***** Provided material *****
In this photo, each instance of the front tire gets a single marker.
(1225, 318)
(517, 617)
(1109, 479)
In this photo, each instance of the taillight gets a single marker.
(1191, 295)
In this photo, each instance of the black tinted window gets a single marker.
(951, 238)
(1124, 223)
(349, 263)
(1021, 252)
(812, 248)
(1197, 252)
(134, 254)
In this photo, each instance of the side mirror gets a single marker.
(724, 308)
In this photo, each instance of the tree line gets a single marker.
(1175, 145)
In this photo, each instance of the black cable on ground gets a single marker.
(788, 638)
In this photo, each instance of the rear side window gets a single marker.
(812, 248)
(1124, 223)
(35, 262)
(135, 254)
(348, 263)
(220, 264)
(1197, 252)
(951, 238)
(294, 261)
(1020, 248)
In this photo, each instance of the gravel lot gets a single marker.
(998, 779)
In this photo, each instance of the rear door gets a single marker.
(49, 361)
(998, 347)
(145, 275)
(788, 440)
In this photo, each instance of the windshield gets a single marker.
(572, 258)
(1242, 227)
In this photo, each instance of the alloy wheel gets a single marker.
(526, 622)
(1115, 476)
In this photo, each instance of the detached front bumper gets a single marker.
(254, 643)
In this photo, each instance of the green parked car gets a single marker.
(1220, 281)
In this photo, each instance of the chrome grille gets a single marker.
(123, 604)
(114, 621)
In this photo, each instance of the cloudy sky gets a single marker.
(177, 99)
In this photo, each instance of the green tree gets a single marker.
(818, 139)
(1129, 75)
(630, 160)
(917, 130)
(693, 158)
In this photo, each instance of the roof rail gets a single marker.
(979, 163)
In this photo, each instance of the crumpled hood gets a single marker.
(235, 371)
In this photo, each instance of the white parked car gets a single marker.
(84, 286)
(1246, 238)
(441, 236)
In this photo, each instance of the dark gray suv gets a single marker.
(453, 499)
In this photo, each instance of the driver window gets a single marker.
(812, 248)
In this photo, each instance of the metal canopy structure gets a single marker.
*****
Please print the whole listing above again, word for word, with every line in its original order.

In this photo, each instance of the front tire gets a single marker.
(1225, 318)
(517, 617)
(1109, 479)
In this photo, each instance of the taillight gets a single marker.
(1191, 295)
In this photo, each instance of the black tinted window gets a single marker.
(951, 238)
(1124, 223)
(349, 263)
(1021, 252)
(812, 248)
(1197, 252)
(134, 254)
In this photo, each instance of the side mirror gets a single marker.
(724, 308)
In this photo, each instance of the tree line gets a single marker.
(1175, 145)
In this photo, each instance of the black cable on ground gets a single marker.
(788, 638)
In this photo, each instance of the rear side window gets a single marker.
(812, 248)
(1124, 223)
(35, 262)
(135, 254)
(348, 263)
(220, 264)
(1197, 252)
(951, 238)
(294, 261)
(1020, 248)
In this photo, each instance of the gravel lot gets a single marker.
(998, 779)
In this photo, each instance of the rear door gets a single marker.
(49, 361)
(998, 347)
(145, 275)
(788, 440)
In this photo, each instance of the windshield gets a single marker.
(572, 258)
(1242, 227)
In this photo, each instance of the alloy wheel gets a single marker.
(526, 622)
(1115, 476)
In this photo, each instance of the detached front bumper gets a single marker.
(254, 643)
In this photo, each instance of the green parked car gets a single marker.
(1220, 281)
In this photo, each instance of the chrome grille gets a single marker.
(123, 604)
(114, 621)
In this photo, each instance of the cloudy sky gets a single marker.
(177, 99)
In this photo, each instance of the green tree gets a single marker.
(818, 139)
(1129, 75)
(630, 160)
(917, 130)
(693, 158)
In this photo, each instance of the roof rail gets a single marker.
(979, 163)
In this photo, each instance of the crumpled hood gets a single marker.
(235, 371)
In this photo, each instance of the white parked car gets a single marker.
(84, 286)
(1246, 238)
(441, 236)
In this photo, each instance of the dark gray suv gets a single marker.
(453, 499)
In this photo, each instance of the driver window gets a single marker.
(812, 248)
In this photo, each instance of the metal canopy structure gets a single marker.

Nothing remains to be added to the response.